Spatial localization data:
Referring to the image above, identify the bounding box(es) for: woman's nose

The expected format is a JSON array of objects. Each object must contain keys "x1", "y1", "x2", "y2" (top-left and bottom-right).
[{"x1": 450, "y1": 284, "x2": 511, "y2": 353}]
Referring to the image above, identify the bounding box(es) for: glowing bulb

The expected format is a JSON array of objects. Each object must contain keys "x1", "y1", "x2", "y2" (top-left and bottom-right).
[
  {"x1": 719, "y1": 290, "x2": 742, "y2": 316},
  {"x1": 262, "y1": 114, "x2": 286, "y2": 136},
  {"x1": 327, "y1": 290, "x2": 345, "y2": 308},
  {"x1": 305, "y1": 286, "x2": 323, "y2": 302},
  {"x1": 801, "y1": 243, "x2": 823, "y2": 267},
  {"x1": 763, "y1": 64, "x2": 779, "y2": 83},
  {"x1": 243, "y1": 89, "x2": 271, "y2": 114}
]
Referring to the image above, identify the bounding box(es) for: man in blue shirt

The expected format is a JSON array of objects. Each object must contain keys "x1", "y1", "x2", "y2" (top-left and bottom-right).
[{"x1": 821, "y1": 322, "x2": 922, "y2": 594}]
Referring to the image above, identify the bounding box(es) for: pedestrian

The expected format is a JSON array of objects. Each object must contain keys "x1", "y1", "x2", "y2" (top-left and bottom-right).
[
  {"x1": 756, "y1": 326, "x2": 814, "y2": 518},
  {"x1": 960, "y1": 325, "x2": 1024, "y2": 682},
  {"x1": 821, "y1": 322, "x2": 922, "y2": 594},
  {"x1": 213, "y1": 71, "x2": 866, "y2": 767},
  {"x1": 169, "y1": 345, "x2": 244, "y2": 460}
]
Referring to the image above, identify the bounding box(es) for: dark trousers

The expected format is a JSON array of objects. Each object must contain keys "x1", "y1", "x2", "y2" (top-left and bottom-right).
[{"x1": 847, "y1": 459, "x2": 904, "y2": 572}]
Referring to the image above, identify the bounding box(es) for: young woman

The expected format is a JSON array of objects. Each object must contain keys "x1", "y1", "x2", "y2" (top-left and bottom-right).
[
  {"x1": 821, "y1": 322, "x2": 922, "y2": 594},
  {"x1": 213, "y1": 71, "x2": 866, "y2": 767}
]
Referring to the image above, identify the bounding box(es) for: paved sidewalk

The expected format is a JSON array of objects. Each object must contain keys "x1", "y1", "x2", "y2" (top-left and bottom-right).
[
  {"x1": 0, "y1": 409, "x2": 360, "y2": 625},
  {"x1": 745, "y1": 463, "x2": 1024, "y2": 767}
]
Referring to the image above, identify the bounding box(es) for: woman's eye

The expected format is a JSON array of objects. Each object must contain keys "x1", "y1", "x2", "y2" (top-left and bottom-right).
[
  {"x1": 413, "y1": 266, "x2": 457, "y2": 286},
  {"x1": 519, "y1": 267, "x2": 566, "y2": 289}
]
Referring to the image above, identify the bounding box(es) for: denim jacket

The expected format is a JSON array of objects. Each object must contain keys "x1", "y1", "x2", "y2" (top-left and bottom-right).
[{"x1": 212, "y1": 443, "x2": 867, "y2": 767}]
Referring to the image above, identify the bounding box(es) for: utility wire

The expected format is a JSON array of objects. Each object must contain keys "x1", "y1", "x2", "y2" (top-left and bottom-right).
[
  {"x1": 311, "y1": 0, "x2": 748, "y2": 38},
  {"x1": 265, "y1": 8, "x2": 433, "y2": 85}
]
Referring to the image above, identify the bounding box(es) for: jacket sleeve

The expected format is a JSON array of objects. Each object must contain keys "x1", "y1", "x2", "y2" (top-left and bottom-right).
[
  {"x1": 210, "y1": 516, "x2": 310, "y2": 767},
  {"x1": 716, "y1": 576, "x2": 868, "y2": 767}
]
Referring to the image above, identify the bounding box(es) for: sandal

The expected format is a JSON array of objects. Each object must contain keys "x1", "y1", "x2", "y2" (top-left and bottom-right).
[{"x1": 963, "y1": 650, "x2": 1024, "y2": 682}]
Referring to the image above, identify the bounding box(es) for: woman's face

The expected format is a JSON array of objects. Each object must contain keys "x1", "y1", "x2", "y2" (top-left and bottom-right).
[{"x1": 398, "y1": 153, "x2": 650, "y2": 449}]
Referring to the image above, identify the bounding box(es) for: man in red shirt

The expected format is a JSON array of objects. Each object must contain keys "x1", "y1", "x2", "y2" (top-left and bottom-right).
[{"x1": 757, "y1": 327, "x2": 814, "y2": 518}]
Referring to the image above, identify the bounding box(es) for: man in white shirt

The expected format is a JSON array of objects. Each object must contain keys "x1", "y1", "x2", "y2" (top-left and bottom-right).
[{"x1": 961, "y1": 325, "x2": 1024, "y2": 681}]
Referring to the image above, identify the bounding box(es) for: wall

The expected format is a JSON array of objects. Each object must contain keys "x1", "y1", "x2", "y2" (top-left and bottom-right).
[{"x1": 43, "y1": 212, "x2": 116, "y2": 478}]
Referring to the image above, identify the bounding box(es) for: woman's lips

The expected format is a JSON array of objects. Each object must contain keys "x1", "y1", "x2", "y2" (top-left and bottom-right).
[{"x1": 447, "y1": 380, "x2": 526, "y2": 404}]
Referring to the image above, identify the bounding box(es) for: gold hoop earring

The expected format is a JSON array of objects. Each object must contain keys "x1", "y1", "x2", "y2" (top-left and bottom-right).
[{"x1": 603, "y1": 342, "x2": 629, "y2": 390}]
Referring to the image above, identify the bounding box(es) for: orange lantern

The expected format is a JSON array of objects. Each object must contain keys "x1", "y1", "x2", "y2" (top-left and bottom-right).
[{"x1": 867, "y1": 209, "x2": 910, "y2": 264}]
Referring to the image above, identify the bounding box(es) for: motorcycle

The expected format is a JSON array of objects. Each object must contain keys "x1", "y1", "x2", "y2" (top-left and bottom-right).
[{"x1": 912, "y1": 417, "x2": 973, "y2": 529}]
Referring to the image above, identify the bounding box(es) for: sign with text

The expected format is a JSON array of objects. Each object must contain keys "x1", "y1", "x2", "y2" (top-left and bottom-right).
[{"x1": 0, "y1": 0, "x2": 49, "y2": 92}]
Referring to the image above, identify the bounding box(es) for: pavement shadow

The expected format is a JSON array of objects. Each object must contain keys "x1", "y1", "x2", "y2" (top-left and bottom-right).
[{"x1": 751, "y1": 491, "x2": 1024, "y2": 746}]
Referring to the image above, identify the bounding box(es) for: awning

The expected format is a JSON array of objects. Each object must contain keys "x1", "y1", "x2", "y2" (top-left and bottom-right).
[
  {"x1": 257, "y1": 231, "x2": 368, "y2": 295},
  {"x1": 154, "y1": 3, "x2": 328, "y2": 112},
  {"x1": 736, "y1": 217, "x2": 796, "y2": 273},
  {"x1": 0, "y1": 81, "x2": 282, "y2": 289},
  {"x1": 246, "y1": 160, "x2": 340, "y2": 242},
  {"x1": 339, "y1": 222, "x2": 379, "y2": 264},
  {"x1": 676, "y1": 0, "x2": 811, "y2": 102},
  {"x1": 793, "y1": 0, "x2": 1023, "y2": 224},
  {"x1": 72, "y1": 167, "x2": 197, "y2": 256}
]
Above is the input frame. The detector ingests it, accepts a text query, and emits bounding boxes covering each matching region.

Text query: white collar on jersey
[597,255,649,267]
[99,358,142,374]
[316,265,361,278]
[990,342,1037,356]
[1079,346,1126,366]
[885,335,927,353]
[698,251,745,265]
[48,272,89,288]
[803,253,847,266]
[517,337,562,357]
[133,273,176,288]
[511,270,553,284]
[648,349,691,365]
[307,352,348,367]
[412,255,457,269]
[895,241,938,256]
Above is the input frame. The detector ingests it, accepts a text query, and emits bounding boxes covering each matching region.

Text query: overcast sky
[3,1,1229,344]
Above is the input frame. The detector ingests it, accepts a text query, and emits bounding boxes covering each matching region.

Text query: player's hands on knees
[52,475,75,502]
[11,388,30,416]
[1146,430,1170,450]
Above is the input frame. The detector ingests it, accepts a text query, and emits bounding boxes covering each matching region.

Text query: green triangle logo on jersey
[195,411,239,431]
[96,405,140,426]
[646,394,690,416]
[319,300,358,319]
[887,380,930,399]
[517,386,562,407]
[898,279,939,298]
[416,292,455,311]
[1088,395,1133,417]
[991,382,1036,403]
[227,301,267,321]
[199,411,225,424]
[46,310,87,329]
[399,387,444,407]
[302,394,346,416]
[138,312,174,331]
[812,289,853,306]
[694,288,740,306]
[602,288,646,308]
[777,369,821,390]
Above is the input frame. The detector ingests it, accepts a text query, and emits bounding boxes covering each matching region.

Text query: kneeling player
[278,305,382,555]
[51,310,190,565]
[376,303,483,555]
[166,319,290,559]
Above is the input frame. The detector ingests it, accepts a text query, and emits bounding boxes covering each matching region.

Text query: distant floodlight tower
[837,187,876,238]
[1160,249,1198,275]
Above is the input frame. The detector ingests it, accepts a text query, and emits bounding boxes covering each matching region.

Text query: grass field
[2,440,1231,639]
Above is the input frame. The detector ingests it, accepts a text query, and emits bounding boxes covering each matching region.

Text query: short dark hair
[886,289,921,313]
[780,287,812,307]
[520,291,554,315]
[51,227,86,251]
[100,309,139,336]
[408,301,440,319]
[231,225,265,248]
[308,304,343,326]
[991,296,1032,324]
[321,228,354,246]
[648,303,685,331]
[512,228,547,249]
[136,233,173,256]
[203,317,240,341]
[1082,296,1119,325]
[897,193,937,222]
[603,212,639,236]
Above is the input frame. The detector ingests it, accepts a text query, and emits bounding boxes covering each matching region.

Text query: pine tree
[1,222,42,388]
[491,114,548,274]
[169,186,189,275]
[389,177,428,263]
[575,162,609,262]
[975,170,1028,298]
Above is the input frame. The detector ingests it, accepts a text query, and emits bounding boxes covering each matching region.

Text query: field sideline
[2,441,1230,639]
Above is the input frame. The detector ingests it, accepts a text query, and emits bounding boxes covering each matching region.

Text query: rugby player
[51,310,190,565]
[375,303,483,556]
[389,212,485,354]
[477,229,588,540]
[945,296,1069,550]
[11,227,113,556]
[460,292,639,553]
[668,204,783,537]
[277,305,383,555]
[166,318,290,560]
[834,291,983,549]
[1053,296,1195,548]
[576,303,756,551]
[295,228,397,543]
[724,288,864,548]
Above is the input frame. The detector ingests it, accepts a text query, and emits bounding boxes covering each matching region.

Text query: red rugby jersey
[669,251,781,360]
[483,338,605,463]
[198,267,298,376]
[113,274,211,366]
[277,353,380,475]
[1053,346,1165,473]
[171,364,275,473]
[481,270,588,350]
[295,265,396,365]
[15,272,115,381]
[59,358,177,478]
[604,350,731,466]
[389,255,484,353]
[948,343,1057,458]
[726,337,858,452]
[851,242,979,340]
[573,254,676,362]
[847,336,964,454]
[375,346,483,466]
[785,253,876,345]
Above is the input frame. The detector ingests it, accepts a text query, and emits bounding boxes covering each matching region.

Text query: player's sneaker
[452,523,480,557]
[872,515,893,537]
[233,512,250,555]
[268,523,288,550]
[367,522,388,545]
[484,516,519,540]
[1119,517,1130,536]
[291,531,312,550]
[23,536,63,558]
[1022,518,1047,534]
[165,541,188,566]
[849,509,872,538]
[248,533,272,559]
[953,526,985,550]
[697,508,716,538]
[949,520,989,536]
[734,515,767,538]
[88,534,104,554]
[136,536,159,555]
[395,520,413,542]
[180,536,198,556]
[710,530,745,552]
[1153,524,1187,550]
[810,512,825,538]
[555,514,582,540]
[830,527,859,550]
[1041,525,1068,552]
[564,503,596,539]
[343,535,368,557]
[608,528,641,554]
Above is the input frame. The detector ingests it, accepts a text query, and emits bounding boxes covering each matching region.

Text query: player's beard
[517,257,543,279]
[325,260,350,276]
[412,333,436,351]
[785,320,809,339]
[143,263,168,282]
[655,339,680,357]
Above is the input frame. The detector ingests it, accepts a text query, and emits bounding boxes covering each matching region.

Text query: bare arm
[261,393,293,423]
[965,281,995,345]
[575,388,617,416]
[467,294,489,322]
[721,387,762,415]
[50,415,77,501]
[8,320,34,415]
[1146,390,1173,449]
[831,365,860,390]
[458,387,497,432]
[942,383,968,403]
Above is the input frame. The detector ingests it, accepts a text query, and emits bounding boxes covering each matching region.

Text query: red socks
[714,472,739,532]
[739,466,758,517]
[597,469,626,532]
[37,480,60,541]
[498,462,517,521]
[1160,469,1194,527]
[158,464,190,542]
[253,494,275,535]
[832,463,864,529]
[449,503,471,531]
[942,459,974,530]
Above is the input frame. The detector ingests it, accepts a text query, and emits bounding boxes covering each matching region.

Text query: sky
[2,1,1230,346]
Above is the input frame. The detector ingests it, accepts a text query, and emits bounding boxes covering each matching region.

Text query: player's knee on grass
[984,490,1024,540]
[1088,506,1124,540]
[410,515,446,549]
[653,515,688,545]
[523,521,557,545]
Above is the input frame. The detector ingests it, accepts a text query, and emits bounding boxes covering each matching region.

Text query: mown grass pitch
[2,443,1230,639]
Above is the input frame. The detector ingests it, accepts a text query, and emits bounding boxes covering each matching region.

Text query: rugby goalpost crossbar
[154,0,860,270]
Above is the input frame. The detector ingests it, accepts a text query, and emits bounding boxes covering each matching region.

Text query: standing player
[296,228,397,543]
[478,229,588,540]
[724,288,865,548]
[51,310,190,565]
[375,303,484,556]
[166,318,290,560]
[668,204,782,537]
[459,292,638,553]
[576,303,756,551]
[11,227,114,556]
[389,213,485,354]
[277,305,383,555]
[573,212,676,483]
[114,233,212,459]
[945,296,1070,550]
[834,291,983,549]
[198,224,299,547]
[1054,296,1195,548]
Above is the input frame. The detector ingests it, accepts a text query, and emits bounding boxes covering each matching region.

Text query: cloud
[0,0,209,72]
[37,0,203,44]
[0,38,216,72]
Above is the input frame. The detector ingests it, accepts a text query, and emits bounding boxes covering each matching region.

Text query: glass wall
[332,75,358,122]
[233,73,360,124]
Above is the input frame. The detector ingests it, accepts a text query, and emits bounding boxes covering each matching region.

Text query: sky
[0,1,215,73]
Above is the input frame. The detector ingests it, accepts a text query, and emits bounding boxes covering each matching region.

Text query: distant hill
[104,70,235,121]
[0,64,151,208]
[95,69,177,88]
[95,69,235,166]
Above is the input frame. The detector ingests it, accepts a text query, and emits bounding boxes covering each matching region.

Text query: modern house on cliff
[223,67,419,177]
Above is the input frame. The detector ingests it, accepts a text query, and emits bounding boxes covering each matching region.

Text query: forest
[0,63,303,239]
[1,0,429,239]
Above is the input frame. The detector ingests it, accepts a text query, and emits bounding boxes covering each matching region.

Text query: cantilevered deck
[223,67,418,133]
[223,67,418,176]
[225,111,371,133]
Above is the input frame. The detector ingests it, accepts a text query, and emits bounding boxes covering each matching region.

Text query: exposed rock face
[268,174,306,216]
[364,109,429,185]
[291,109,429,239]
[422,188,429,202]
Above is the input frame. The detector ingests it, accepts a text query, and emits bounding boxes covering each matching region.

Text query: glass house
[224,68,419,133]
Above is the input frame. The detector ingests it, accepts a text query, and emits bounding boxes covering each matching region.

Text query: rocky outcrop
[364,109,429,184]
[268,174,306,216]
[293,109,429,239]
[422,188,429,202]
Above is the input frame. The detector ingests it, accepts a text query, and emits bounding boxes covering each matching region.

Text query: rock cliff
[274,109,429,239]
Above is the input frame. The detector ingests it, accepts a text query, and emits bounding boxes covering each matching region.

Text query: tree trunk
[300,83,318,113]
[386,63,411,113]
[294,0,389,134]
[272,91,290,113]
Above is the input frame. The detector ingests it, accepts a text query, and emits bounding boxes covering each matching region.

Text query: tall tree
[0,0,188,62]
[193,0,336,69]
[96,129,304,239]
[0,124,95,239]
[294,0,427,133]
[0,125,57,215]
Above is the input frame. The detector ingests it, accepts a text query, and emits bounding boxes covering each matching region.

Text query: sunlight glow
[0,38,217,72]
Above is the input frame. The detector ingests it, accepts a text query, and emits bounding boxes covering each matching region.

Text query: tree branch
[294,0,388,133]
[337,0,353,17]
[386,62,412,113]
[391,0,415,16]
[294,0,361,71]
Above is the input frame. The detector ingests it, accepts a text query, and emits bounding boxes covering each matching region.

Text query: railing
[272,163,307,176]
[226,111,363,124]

__Instructions to follow__. Reproduce the entries exactly, starting at their first line and stopping after the line with "for: glowing bulb".

__Output of the exercise__.
Referring to the image above, identify the bounding box(es) for: woman's nose

The expected format is a JSON array of objects. Each object must contain keys "x1", "y1", "x2", "y2" (top-left and bottom-right).
[{"x1": 450, "y1": 284, "x2": 511, "y2": 353}]
Referring to the image above, identify the bounding box(es) for: glowing bulb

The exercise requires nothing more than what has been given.